_How to complete this task:_ All of the entries need to be written out again, exactly as they are.

---+---

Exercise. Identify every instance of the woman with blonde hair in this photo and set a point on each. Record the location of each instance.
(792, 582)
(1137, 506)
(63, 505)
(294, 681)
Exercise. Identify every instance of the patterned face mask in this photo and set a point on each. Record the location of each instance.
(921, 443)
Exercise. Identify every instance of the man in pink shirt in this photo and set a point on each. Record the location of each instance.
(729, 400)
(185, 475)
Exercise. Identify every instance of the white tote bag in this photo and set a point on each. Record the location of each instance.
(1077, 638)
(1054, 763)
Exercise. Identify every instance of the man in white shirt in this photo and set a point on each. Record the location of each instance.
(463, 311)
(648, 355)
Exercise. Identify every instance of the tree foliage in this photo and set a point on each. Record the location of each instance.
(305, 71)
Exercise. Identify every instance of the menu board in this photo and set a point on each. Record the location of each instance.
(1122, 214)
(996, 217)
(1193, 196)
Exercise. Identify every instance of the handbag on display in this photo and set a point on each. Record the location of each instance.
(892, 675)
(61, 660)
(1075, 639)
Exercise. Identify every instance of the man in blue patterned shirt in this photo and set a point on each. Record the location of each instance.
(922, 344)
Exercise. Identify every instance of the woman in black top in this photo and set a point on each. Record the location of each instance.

---+---

_Answer area:_
Exercise. Identify every instance of the woman with blonde hair in this photo and set a point on each. Record the location of each instance.
(792, 582)
(1137, 506)
(63, 505)
(294, 681)
Exercise. Identify every instance of the patterned face mask in this photo and set a point on each. Record the location of each instance.
(921, 443)
Exercise. Identify every instance of the man in pink shirt in this photo and set a point on each. Record the location of each instance.
(729, 400)
(185, 475)
Exercise. Identify every instance of the white tote bag in this photo and set a point on each. Record the location of each instance.
(1077, 638)
(1054, 763)
Exercise. Identify every instance of the man in white shirt in this photo and set a point on each. Record the location of each instance.
(463, 311)
(648, 355)
Exercise. Identify every instance of the tree foliage in this photo and set a point on each. Record the location of each instance.
(305, 71)
Exercise. Identify every instance of the menu board in this photo and set a point on each. Record the location of each instance.
(1122, 214)
(996, 217)
(1193, 196)
Exercise. Identify every instance of the handbag on display in this photo and set a point on each. Record the location of each instance.
(892, 675)
(61, 660)
(1075, 639)
Exercise. Identify every instance of the man in blue patterned shirt in this photo and set a point on each. Record the location of each instance.
(922, 344)
Exercise. Identify every instance of the woman in black top in this photo and set a point on each. Record the location of each instance.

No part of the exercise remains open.